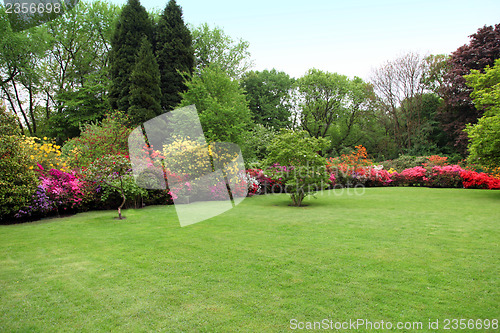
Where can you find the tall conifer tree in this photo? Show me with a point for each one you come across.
(133, 24)
(145, 92)
(174, 53)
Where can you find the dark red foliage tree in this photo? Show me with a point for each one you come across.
(458, 109)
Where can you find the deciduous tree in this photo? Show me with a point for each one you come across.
(459, 109)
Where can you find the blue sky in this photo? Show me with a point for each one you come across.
(347, 37)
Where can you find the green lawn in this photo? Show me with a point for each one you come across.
(392, 254)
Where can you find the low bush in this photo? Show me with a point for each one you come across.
(18, 183)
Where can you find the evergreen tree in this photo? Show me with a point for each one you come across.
(145, 91)
(174, 53)
(133, 24)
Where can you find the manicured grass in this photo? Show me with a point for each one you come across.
(392, 254)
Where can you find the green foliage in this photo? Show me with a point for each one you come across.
(299, 167)
(113, 172)
(174, 53)
(98, 139)
(484, 137)
(486, 93)
(145, 91)
(75, 77)
(484, 146)
(255, 143)
(221, 104)
(79, 107)
(133, 193)
(214, 47)
(133, 24)
(17, 181)
(268, 95)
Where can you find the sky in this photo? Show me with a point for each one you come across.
(347, 37)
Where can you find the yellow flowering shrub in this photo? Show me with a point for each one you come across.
(188, 156)
(44, 152)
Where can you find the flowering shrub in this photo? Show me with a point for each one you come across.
(444, 176)
(97, 140)
(473, 179)
(110, 171)
(436, 160)
(57, 190)
(17, 182)
(45, 153)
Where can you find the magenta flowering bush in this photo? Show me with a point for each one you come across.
(57, 191)
(377, 176)
(480, 180)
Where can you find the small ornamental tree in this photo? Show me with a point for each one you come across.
(297, 164)
(110, 170)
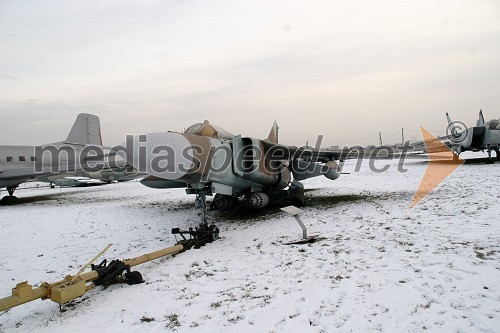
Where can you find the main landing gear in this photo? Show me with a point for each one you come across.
(9, 199)
(490, 159)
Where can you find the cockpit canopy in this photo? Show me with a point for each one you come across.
(207, 129)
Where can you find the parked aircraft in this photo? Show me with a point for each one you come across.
(19, 164)
(207, 160)
(483, 136)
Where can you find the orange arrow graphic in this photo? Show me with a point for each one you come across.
(439, 168)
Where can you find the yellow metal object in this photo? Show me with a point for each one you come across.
(154, 255)
(65, 292)
(92, 261)
(22, 290)
(72, 287)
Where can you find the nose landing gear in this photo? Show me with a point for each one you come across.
(9, 199)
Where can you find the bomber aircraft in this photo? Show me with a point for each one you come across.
(19, 164)
(206, 159)
(483, 136)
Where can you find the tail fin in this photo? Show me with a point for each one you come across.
(450, 123)
(86, 130)
(273, 135)
(480, 121)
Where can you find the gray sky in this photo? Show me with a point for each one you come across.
(345, 69)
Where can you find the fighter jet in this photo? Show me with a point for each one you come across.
(19, 164)
(483, 136)
(206, 160)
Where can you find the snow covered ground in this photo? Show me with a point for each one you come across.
(382, 267)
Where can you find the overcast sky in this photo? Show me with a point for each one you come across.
(345, 69)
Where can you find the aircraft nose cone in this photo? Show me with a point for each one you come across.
(164, 155)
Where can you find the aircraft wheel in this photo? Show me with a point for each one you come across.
(214, 233)
(9, 200)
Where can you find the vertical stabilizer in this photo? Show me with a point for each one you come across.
(453, 129)
(480, 121)
(86, 130)
(273, 135)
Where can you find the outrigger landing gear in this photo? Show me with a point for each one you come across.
(9, 199)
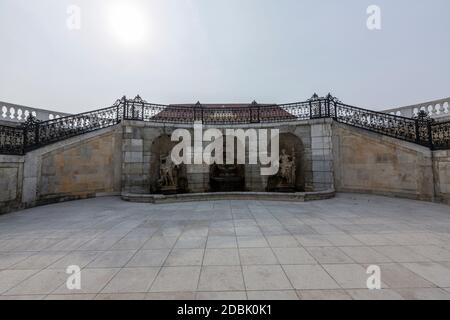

○ ○ ○ ○ ○

**OBJETIVO DEL EJERCICIO:**
Extrae, por favor, todas las filas de arriba en las que aparezca la palabra "bush". Distingue entre mayúsculas y minúsculas.

**SOLUCIÓN DEL EJERCICIO:**
Where can you find the low bush in this photo? Show me with a point for each one you come across.
Where can you find the magenta flowering bush in this photo? Show me with a point for each one you come across.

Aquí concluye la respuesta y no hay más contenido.